** STORED RECORDS **
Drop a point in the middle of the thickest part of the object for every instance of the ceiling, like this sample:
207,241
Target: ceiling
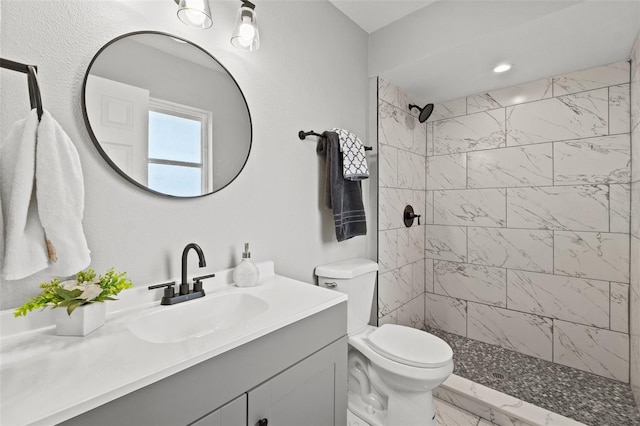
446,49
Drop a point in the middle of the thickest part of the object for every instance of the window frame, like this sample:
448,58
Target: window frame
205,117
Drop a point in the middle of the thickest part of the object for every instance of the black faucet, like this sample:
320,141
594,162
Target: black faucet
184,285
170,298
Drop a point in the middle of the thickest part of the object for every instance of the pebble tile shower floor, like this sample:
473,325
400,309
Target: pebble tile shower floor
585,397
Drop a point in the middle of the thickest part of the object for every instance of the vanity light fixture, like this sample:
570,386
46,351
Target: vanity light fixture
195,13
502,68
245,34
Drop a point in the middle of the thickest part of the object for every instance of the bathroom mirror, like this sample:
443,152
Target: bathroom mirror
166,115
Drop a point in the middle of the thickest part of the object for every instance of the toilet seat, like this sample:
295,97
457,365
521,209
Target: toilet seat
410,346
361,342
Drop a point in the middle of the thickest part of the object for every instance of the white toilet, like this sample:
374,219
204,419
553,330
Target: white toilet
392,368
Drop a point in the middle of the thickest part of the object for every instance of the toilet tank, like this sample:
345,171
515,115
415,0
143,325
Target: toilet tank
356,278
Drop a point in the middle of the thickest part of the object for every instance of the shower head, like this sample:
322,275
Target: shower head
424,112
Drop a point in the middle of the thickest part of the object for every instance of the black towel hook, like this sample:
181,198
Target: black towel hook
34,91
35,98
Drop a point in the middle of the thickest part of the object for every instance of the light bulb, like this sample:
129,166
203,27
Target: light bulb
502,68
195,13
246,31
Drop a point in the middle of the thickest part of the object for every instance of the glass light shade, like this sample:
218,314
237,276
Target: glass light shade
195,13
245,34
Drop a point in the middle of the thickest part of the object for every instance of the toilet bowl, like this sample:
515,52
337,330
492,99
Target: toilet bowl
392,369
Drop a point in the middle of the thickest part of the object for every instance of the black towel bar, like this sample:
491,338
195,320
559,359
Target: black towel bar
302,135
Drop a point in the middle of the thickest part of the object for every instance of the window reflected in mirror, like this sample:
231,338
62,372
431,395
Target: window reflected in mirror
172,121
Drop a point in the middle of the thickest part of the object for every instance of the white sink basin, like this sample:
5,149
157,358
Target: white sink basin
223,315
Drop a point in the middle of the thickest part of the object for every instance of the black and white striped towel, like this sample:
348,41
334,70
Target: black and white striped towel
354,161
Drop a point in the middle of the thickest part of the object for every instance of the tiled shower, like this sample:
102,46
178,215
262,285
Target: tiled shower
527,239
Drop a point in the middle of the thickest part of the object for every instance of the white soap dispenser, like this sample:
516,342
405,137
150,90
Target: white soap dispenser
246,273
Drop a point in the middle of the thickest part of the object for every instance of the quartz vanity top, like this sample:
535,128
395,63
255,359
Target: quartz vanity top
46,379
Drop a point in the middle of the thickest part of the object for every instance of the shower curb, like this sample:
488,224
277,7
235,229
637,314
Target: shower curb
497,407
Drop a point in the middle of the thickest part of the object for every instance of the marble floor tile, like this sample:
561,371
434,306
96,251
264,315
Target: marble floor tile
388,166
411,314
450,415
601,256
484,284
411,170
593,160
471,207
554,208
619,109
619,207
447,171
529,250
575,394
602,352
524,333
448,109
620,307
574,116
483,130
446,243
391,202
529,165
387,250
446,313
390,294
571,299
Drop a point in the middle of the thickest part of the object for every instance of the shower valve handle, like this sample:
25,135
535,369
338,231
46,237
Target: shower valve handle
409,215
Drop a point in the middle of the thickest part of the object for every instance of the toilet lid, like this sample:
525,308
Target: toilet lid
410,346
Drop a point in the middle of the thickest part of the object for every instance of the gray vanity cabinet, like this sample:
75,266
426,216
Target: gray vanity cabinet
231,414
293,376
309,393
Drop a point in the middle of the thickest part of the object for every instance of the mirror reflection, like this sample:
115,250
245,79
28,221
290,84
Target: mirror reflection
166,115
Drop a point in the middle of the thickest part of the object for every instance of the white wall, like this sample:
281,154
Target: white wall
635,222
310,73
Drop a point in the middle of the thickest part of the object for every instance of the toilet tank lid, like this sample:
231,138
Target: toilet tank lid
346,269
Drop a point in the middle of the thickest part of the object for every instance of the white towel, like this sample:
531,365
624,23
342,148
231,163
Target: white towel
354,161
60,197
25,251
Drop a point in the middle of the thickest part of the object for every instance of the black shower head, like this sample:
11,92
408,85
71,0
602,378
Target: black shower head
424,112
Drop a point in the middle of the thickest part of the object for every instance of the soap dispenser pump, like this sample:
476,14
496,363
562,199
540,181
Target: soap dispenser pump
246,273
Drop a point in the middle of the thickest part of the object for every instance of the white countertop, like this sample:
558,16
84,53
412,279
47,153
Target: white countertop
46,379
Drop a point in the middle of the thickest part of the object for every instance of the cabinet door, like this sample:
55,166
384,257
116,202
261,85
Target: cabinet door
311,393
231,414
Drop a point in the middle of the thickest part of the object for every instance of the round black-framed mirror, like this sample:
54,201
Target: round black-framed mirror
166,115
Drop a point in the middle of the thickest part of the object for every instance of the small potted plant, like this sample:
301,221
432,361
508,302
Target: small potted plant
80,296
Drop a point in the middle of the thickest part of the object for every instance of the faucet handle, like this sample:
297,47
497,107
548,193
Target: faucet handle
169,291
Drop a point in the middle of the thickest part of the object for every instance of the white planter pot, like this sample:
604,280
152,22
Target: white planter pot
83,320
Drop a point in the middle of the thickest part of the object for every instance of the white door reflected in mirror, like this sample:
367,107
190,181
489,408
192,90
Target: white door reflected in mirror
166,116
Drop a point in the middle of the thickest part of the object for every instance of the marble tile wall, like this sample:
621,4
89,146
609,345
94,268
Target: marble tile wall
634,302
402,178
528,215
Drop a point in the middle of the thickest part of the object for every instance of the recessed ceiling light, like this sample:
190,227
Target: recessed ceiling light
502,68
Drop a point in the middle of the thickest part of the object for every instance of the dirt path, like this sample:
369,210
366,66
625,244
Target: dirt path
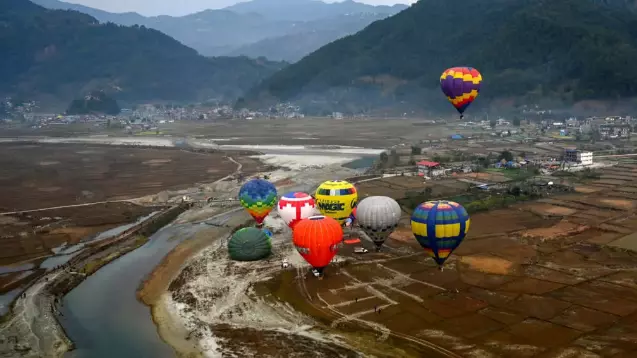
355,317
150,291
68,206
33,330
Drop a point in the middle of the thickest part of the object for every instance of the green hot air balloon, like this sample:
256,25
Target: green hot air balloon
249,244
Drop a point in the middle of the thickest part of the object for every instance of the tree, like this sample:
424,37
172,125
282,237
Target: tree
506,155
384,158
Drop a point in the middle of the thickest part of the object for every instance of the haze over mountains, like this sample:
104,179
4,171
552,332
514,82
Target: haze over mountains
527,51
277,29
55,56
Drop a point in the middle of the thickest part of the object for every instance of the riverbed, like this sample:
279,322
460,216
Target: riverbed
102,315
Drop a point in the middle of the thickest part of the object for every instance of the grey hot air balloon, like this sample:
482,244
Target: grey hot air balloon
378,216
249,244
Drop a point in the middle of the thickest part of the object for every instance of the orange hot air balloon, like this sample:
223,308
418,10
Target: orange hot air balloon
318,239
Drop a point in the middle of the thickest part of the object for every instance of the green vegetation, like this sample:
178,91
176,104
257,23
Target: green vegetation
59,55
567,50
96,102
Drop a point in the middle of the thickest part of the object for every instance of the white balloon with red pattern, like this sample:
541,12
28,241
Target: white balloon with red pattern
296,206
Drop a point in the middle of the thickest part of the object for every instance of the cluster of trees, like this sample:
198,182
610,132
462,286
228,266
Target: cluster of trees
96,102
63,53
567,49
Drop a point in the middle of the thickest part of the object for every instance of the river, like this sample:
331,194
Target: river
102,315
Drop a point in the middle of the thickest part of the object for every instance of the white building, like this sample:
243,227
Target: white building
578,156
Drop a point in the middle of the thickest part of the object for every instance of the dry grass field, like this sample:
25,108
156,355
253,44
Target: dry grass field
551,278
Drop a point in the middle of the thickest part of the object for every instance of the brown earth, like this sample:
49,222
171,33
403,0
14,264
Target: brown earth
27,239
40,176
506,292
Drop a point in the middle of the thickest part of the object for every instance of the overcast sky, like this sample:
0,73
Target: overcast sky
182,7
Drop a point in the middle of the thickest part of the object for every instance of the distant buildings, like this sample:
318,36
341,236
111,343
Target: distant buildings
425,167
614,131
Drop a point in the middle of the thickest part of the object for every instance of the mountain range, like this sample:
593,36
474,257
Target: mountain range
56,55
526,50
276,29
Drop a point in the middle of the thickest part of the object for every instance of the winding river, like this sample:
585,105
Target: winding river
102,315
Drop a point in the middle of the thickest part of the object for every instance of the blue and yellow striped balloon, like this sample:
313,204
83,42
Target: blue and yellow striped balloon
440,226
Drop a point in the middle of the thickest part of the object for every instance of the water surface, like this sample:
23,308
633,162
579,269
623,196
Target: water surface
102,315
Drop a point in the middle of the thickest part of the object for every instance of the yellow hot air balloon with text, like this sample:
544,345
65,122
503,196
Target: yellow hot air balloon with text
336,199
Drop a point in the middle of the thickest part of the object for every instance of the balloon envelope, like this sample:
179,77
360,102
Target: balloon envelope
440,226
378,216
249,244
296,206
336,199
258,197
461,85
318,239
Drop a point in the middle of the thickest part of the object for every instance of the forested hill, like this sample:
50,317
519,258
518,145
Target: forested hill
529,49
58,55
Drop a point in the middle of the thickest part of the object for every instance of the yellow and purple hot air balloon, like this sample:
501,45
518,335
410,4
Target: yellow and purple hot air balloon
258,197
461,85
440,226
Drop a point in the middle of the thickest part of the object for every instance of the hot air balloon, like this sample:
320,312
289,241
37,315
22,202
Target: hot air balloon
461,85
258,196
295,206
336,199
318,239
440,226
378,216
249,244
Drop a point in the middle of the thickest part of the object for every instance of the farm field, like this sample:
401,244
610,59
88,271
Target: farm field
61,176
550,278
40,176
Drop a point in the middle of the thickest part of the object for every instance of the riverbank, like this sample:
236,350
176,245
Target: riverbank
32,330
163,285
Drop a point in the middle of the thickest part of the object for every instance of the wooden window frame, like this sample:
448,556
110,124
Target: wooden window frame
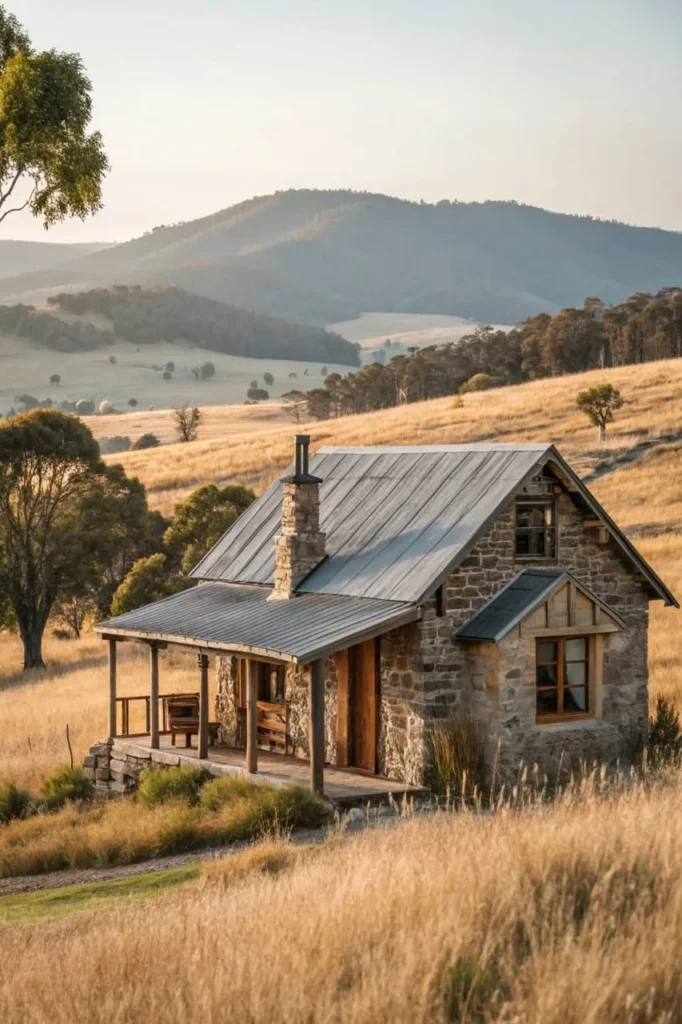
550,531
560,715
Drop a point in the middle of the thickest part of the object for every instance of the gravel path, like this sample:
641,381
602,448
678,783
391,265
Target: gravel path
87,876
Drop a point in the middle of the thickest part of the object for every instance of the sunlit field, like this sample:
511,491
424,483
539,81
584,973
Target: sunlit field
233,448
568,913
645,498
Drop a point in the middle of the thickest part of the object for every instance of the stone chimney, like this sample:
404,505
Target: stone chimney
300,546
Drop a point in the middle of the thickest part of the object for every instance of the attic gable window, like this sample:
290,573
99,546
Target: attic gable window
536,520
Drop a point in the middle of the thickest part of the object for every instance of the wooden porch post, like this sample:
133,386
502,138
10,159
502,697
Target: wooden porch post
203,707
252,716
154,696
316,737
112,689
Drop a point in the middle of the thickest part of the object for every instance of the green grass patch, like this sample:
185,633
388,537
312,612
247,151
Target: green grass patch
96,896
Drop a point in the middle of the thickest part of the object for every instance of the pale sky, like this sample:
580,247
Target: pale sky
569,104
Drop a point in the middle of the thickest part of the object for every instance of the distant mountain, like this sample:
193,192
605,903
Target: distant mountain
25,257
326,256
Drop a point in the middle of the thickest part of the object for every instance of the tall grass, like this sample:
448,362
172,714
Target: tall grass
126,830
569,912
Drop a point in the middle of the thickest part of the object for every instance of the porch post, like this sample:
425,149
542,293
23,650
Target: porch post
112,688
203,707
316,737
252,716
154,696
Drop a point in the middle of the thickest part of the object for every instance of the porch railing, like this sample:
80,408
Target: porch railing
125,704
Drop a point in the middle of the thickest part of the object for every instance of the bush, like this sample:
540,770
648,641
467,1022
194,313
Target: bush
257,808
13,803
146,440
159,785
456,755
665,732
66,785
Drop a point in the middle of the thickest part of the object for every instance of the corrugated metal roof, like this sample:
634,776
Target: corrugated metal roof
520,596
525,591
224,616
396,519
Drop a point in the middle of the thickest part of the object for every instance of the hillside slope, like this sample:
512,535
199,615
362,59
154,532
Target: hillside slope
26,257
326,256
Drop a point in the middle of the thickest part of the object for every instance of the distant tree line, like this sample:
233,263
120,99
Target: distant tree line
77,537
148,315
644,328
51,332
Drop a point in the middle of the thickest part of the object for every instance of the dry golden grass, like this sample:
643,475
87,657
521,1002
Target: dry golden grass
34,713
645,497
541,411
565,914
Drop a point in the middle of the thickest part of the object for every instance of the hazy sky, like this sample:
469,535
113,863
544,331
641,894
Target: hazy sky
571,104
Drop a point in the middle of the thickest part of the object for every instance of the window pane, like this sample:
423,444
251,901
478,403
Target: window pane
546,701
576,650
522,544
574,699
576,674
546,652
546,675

** THE PROBLEM **
Return every line from the one holding "of the corrugated" through the end of the data, exactly as it appears, with both ends kept and nothing else.

** COMPLETE OUTPUT **
Drop a point in the middle of the thickest part of the object for every instance of the corrugated metal roof, like this sample:
634,776
Target: corrugated metal roof
520,596
525,591
224,616
396,519
Drop a point in the middle of the thickest part of the object for every instance of the hillside slope, like this sample:
512,535
199,615
362,59
154,532
Target: hillside slope
26,257
326,256
Drop a point in the middle of the thickest part of the object for every instance of the distant tree line, like this sample:
233,263
120,99
Target: distant tree line
77,537
148,315
644,328
51,332
Drop a point in the middle of the thickest part of the object for every instance of the dry golden grass, like this sample:
643,475
87,657
521,1002
Target: dry golden grass
34,713
645,497
541,411
565,914
Drop a point in the middle of the thickest part of the object for every instance of the hazy sky, like this sample:
469,535
113,863
544,331
641,894
Target: hazy sky
571,104
Drop a point in the middle of the thickest part of the object for every instance of the window pane, like this sample:
423,444
251,901
478,403
Target: window pane
546,701
576,650
522,544
574,699
576,674
546,652
546,675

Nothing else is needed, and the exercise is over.